(PROBLEM TO SOLVE): Print every one of the records below, line for line, without changing anything.

Coordinate annotation entries:
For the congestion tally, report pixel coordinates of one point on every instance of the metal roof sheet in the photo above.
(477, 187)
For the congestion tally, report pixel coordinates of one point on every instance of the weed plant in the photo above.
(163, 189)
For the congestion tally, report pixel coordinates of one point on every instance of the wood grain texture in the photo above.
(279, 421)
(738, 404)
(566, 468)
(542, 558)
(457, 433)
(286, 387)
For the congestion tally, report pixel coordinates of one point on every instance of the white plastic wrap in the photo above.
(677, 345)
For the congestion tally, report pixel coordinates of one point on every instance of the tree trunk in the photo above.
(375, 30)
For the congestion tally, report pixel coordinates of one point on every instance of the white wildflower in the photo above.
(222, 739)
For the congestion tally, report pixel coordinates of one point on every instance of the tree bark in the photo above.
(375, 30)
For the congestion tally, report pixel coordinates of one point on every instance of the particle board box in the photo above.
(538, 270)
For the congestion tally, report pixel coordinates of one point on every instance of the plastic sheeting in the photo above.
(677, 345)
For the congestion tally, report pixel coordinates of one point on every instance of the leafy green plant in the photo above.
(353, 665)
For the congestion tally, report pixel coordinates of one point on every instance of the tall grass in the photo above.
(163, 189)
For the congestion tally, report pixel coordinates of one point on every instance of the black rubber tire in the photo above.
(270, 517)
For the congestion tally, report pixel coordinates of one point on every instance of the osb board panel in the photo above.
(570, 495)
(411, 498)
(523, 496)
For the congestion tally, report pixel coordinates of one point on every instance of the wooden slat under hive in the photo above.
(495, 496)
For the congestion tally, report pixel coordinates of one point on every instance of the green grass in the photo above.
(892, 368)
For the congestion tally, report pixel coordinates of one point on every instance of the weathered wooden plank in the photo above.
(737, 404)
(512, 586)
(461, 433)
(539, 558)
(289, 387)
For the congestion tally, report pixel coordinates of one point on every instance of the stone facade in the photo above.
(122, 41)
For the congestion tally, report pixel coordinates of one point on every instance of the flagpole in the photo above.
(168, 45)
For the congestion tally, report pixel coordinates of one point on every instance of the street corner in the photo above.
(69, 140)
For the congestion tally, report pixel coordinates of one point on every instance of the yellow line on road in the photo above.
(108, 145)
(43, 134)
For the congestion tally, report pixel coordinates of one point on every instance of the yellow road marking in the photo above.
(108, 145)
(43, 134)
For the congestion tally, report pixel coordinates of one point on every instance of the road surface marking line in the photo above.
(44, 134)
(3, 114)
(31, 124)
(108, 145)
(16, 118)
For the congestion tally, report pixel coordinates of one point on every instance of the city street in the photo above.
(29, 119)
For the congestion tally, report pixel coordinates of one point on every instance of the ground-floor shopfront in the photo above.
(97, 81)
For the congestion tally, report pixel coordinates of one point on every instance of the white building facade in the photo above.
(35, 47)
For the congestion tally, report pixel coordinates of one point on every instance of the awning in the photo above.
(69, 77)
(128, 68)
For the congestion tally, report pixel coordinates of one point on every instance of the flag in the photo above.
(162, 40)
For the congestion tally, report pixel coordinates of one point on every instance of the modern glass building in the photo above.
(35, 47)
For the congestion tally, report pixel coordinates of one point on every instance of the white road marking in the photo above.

(EXERCISE OUTPUT):
For the congestion tally, report pixel coordinates of one point on every instance of the metal roof sheet in the photo above.
(477, 187)
For the congestion tally, report pixel coordinates of one point on every instance of the weed plant in the photo above.
(163, 189)
For the congestion tally, report pixel coordinates of one point on every instance of the wood grain texture in the photo above.
(279, 421)
(738, 404)
(566, 468)
(542, 558)
(457, 433)
(286, 387)
For the congestion tally, report pixel coordinates of one point on every instance of the white plastic wrap in the photo above.
(677, 345)
For the congestion tally, report pixel coordinates of one point on every instance of the tree trunk in the photo above.
(375, 30)
For the congestion tally, report pixel coordinates of one point on every instance of the white wildflower in the photo above.
(222, 739)
For the congestion tally, report pixel coordinates of one point on every instance of the tree bark in the photo above.
(375, 30)
For the congestion tally, report pixel coordinates of one point on every instance of the particle board box in the photo above.
(538, 270)
For the congestion tally, report pixel coordinates of one point on every instance of the plastic sheeting in the photo above.
(677, 345)
For the congestion tally, report pixel coordinates of one point on every instance of the leafy green plant in the photo above.
(353, 665)
For the congestion tally, report pixel coordinates of one point on every instance of the tall grass in the photo above.
(163, 189)
For the congestion tally, report pixel coordinates of one point on every instance of the black rubber tire in the photo above.
(270, 517)
For the congestion tally, report pixel coordinates of one point on every instance of the osb board panel in the photo above.
(570, 495)
(411, 498)
(523, 496)
For the congestion tally, report pixel coordinates of one point on every instance of the wooden slat under hive in the photo above.
(495, 496)
For the congestion tally, report pixel coordinates of one point on every instance of the green grass in the photo above.
(892, 368)
For the congestion tally, report pixel coordinates of one point on every instance of the weathered wooden plank in the photo above.
(737, 404)
(512, 586)
(461, 433)
(539, 558)
(289, 387)
For the congestion tally, report pixel coordinates of one point on every instance of the stone facade in the photo above.
(122, 41)
For the congestion tally, report pixel coordinates of one point on every instance of the flagpole in the photo above.
(168, 45)
For the congestion tally, report pixel coordinates of one point on every instance of the street corner in the photo above.
(69, 140)
For the congestion tally, report pixel coordinates of one point on every instance of the yellow line on road in the photo above.
(108, 145)
(43, 134)
For the congestion tally, report pixel coordinates of one point on every instance of the yellow road marking in the photo above.
(108, 145)
(43, 134)
For the congestion tally, report pixel coordinates of one point on every instance of the road surface marking line in the photo above.
(44, 134)
(3, 114)
(31, 124)
(108, 145)
(16, 118)
For the congestion tally, report pixel coordinates of one point on every instance of the city street in the photo above.
(29, 119)
For the congestion tally, report pixel coordinates of one point on every instance of the ground-floor shopfront in the photo above.
(97, 81)
For the congestion tally, report pixel coordinates of one point on every instance of the white building facade in the photo above.
(35, 47)
For the congestion tally, report pixel coordinates of one point on every instance of the awning in the photo above.
(69, 77)
(128, 68)
For the congestion tally, report pixel coordinates of one point on every instance of the flag in the photo above.
(162, 40)
For the congestion tally, report pixel coordinates of one point on every instance of the modern glass building in the photo above.
(35, 47)
For the congestion tally, report pixel coordinates of one point on every instance of the white road marking in the photo above.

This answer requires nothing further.